# PAGE EXTRACT
*** Begin section ***

= Robert Osborn (newspaper editor) =

Jamaican newspaper editor

Robert Osborn (1800–1878) was a Jamaican newspaper editor and campaigner for equal rights for free people of color.

==Campaigner for equal rights==
Robert was born on 5 April 1800, the son of Kean Osborn, a white Jamaican planter of Scottish descent, and a woman of colour. Kean Osborn served as speaker of the House of Assembly of Jamaica in 1798. When Kean died in 1820, his will made no provision for his mixed-race illegitimate son, Robert.

In 1828, he co-founded The Watchman along with Edward Jordon. This Jamaican newspaper campaigned for equal rights for free coloureds in colonial Jamaica, and soon became a voice for the anti-slavery movement in Jamaica. After emancipation, Jordon and Osborn changed the name of their newspaper to The Morning Journal.

In 1830, together with Jordon, he presented a petition to the Jamaican Assembly, which eventually agreed to grant free coloureds the rights to vote and to run for public office.

==Political career==
In 1832, Osborn won a seat on the Kingston Common Council. In 1835, he was elected to the Assembly, representing the parish of Saint Andrew. He remained in the Assembly until it was abolished in 1865, following the Morant Bay Rebellion.

In 1833, Osborn unsuccessfully ran in Saint Andrew Parish, Jamaica, losing by the margin of 74-22, but he reversed that result two years later.

Osborn was an unabashed supporter of free people of colour. He was more radical than most members of the Assembly, including Jordon. In 1835, on winning his election in St Andrew, he gave a speech, saying, "I have been elected by a party, and it shall be my duty, if I live, to take my seat in the House of the Assembly to watch over the interest of that party, to promote their welfare, their honour and to ensure to them pecuniary situations." He later backtracked from that speech, under pressure from the governor.

*** End section ***

# RECORDS
*** Begin section ***

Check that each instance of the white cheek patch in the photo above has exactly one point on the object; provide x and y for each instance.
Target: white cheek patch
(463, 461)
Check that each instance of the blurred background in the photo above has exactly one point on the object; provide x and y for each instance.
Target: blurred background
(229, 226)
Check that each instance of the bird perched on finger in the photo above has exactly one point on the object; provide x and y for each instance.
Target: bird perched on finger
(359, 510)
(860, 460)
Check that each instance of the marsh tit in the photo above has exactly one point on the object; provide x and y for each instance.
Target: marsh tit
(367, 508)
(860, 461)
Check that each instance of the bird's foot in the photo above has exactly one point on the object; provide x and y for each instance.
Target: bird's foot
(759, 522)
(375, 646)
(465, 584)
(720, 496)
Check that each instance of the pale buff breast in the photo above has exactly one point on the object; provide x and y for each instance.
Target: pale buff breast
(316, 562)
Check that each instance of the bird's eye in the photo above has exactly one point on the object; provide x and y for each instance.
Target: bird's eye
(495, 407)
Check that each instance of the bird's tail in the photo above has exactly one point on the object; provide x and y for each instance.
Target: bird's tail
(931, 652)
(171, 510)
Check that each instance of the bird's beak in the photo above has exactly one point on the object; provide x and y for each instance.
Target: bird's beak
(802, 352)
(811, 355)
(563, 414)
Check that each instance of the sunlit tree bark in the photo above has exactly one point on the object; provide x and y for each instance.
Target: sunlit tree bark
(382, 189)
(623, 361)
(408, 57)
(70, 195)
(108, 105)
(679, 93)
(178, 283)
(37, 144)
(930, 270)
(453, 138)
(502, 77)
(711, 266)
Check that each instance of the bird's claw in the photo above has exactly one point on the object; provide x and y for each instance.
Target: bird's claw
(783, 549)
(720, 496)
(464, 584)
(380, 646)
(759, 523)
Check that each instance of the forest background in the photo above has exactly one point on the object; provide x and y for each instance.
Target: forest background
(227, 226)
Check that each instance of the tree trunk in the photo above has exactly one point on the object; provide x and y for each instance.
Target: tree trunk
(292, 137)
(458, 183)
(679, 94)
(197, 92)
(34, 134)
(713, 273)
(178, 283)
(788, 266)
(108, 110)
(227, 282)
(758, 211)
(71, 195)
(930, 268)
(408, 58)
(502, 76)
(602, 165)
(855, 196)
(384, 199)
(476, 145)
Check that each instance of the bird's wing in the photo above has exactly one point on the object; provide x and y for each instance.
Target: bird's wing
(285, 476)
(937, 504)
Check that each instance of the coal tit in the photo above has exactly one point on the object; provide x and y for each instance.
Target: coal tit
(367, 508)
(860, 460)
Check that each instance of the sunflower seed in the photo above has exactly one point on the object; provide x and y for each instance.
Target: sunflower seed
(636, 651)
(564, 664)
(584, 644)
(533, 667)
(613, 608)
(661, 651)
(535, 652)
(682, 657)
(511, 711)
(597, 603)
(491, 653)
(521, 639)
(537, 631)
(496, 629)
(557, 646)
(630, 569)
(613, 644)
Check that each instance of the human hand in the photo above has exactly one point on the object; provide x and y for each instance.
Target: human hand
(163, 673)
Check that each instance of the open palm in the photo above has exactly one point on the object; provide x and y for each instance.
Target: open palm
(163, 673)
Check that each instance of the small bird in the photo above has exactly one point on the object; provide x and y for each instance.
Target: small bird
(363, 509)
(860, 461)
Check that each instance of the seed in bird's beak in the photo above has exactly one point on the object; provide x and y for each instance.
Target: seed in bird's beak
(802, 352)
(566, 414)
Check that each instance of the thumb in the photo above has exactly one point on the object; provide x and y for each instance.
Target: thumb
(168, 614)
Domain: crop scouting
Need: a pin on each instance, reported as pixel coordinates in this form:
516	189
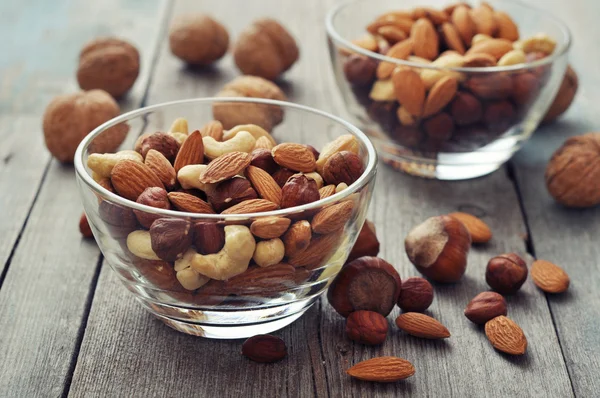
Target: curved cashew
242	142
139	243
234	257
187	277
269	252
253	129
102	163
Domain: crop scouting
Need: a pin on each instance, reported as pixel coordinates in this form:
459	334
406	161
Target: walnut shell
70	117
573	173
198	39
265	49
109	64
266	116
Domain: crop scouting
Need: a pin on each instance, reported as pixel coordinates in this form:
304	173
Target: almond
382	369
409	90
264	184
251	206
270	227
160	165
480	232
506	336
421	325
186	202
130	178
191	151
549	277
425	39
440	95
332	218
225	167
295	157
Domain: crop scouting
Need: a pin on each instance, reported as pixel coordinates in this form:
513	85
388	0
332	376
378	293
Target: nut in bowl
214	233
446	91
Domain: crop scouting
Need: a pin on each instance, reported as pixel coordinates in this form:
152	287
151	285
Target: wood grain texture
564	236
43	299
125	352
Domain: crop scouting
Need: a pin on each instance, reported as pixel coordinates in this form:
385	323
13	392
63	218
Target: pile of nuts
433	110
237	171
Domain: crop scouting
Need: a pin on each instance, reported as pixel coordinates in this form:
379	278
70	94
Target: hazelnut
109	64
506	273
198	39
266	116
416	295
70	117
360	70
265	49
155	197
231	192
343	166
438	248
299	190
573	174
367	283
366	327
485	306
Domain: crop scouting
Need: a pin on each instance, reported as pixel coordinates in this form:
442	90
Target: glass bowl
494	111
258	300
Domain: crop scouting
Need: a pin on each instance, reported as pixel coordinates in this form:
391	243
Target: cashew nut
139	243
234	257
187	277
102	163
269	252
253	129
242	142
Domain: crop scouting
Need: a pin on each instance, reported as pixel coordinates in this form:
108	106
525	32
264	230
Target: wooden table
68	327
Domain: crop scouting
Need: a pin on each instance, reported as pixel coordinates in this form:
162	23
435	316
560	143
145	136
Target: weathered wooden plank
44	297
121	340
569	237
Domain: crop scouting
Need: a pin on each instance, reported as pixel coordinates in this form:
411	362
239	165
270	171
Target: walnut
109	64
573	173
265	49
266	116
198	39
70	117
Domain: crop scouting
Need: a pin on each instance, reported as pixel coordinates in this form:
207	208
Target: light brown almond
270	227
130	178
264	184
252	206
296	157
440	95
549	277
506	336
225	167
190	152
421	325
185	202
332	218
425	39
160	165
409	90
382	369
480	232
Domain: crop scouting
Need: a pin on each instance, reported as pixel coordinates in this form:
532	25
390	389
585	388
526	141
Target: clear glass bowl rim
368	174
562	49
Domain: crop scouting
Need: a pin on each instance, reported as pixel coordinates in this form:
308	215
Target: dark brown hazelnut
231	192
154	197
416	295
359	69
506	273
343	166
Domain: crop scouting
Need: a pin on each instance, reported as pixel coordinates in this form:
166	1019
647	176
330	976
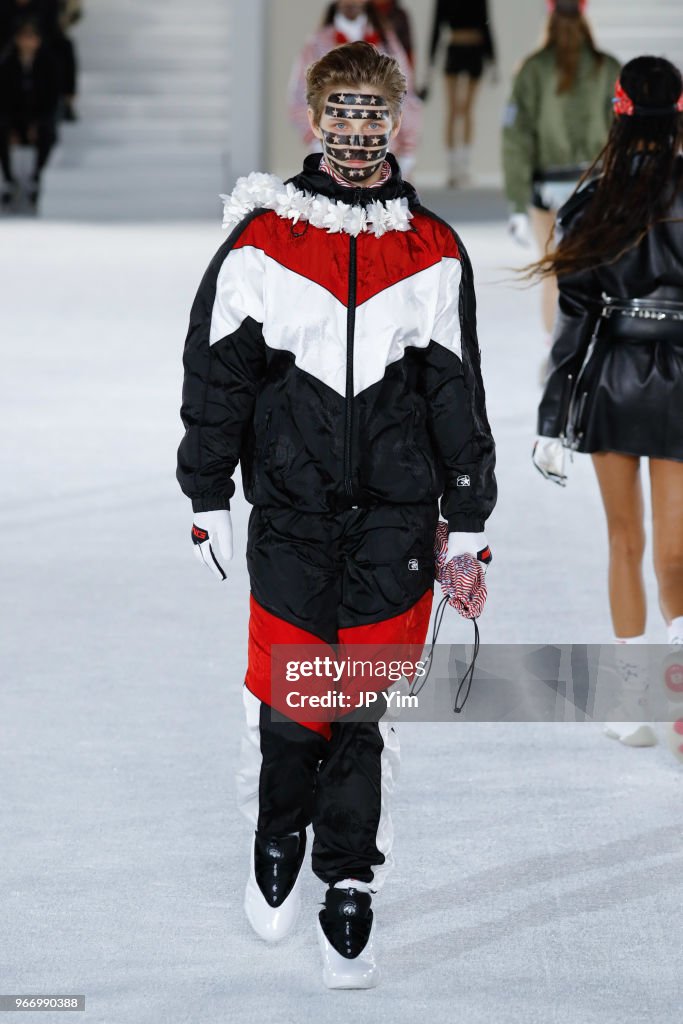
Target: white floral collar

*** End section ***

# WORK REQUEST A
List every distinct four-digit year that appears in the "Political career" section of the Robert Osborn article, in order of first appearance.
# WORK REQUEST B
Answer these questions from the Robert Osborn article:
(i) On what date was Robert Osborn born?
(ii) Who co-founded The Watchman with him?
(iii) Which parish did he represent after his election to the Assembly in 1835?

# EXERCISE RESPONSE A
1832, 1835, 1865, 1833

# EXERCISE RESPONSE B
(i) 5 April 1800
(ii) Edward Jordon
(iii) Saint Andrew